*WHAT TO WORK ON*
Line by line, restate the material exactly.

*DATA TO EXAMINE*
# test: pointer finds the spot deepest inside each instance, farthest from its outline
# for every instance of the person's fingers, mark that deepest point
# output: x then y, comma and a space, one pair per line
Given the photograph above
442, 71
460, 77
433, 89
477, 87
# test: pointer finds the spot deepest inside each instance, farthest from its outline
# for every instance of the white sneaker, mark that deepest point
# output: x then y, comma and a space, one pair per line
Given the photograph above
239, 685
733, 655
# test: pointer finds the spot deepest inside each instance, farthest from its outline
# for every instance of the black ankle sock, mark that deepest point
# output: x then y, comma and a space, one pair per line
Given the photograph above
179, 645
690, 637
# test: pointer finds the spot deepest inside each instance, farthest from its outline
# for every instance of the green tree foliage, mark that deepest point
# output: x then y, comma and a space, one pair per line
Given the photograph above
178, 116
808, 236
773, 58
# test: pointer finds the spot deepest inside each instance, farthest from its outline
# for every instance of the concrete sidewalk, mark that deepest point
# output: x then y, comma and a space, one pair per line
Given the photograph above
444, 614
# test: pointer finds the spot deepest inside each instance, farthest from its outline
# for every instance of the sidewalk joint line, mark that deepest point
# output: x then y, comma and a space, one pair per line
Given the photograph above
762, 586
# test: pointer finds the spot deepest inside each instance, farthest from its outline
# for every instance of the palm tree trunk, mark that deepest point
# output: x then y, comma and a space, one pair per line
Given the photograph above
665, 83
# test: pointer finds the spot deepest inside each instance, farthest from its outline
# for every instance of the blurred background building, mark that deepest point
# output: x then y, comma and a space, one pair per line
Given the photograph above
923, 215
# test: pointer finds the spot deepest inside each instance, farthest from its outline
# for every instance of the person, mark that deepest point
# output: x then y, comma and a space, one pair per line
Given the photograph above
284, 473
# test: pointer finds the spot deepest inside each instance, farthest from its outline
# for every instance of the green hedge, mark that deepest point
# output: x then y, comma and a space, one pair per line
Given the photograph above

*RESPONSE TO THE TASK*
# test: pointer finds the spot deepest inside each instance, farthest from its outline
# for every instance of the person's fingers, mark that deepest point
# output: x then y, comma and a space, one pair per line
Given the photograph above
442, 71
460, 77
433, 89
477, 87
# test: pointer finds the spot deepest inside each instance, farthest from its outline
# for every instance of the white sneaker, mark that deepest point
# output: x then y, comma and a space, one pair per line
Given the photograph above
239, 685
733, 655
# test: pointer finds the spot deepest inside each instance, farthest from its outline
# for every instance of the black ankle sock, mark that deepest point
# output: x then y, comma and a space, one pair per line
Given the photograph above
179, 645
690, 637
# test: pointer finds the spot deepest inside each instance, farthest from its outline
# for every instance of the green tree foliage, mark that deepest point
# output: x then y, comma and a space, one pair per line
Given the photograph above
178, 116
808, 236
773, 58
# test: pointer finds the spot deepest inside each instance, farthest from its outline
# for every instance of the concrete sidewalk, mark that deepest point
# output: x then y, comma and a space, one pair per line
Given the photograph above
444, 614
# test: pointer finds the spot deepest inside each instance, farthest from its outline
# for every instance of the sidewalk joint line, mark that deepest point
# output: x then y, comma and a space, one pair per line
Given the photograph above
762, 586
# test: pointer finds the spot deepest inside each instance, farthest from its outline
# for every instance of the palm tree trunk, mark that deepest point
# output: x then y, comma and a space, one pair per line
Given the photograph above
665, 83
# test: pointer finds the spot deepest inside each instance, farthest from its outline
# for every instance of the blurred background building, mark that deepest point
# output: x then y, comma and a space, one pair per line
Given the photograph above
923, 215
# test: pointer finds the spot deepest inside each instance, farthest from its outline
# for every instance of the person, mark that deepest point
# output: x then y, comma and a space, one pair per line
Given the photograph above
284, 473
# test: pointer finds the spot deepest inside each instance, farthest from its outline
# for every instance of the green hedge, mark that deepest point
# output: x then y, comma and a space, one pair per line
Given the photograph above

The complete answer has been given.